What you have to do
Which lines in the items below contain the word "every"? Pick out those lines and copy each one in full.

Provided data
---
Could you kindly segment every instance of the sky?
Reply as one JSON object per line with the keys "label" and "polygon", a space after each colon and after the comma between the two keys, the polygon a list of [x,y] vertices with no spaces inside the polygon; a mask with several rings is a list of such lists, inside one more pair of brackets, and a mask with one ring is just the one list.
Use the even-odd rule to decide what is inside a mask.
---
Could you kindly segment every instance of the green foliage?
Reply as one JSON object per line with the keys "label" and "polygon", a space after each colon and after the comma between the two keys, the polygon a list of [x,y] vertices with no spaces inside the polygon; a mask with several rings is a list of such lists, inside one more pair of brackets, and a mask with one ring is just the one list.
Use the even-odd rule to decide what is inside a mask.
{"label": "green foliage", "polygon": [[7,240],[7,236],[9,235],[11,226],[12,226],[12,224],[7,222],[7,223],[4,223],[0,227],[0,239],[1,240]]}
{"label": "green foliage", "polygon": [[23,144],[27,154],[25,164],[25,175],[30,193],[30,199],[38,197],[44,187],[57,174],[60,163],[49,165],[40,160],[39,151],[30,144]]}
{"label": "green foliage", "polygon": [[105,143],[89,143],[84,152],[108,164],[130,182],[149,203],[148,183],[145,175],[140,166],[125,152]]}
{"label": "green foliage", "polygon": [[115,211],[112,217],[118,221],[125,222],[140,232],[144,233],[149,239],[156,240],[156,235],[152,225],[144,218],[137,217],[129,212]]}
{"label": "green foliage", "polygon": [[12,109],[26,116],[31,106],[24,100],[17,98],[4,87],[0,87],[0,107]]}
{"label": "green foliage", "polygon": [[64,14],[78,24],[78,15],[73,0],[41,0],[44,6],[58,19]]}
---
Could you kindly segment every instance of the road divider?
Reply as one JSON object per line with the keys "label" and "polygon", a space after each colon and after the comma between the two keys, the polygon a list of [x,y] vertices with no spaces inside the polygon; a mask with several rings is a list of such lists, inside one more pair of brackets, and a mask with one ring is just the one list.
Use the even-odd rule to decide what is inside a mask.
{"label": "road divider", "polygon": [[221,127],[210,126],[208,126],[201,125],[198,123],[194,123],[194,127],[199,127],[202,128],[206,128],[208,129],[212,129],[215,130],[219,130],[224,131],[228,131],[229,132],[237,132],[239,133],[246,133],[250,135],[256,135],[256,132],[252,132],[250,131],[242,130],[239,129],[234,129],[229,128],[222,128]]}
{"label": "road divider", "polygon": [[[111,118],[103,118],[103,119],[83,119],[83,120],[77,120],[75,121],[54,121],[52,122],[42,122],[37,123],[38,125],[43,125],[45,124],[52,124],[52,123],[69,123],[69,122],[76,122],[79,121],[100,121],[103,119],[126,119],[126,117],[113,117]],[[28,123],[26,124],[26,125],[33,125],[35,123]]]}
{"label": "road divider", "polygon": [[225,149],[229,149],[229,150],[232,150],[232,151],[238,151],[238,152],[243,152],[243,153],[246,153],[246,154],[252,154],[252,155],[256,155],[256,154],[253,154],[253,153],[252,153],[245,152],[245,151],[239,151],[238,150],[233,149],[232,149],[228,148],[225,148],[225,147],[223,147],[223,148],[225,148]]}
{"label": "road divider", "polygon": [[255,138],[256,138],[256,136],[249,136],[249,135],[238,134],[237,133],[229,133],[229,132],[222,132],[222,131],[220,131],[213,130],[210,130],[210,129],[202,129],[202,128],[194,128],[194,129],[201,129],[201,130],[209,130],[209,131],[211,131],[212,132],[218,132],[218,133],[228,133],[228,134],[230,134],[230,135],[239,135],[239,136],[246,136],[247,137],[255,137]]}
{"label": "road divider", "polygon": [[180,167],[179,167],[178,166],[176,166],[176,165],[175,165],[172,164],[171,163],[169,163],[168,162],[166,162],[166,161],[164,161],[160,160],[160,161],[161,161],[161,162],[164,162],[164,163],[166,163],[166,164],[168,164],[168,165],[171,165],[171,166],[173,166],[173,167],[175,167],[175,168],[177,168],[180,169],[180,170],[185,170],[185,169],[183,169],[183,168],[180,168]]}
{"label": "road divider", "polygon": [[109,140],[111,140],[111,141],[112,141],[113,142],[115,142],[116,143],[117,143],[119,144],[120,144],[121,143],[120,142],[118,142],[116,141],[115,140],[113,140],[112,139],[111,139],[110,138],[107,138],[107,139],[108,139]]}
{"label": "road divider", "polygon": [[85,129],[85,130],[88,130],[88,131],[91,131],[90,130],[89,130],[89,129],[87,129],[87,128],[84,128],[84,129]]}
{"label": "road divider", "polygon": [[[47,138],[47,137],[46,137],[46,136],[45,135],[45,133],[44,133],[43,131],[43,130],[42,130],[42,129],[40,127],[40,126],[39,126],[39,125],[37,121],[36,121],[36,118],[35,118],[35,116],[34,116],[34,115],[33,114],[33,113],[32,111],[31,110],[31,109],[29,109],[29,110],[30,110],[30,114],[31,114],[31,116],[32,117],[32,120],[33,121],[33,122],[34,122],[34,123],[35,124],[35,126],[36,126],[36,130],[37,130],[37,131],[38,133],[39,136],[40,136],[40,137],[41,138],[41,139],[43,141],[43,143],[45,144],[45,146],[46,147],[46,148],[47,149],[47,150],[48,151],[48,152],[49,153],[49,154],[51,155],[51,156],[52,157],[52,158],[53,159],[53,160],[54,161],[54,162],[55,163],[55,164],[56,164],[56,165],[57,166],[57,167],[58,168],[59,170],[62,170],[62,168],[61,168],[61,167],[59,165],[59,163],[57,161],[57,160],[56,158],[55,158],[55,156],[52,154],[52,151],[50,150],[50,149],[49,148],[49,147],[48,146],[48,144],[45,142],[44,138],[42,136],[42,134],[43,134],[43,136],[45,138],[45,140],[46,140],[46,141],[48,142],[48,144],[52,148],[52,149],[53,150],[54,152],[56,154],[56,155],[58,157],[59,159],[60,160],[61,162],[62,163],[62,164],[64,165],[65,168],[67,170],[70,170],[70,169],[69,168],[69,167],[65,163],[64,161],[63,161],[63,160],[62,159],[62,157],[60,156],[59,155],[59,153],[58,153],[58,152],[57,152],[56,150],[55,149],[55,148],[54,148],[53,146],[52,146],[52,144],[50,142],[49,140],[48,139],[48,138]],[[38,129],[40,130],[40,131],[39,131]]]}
---
The output
Could you kindly segment every instance of the sky?
Could you kindly segment every instance of the green foliage?
Could you kindly segment every instance of the road divider?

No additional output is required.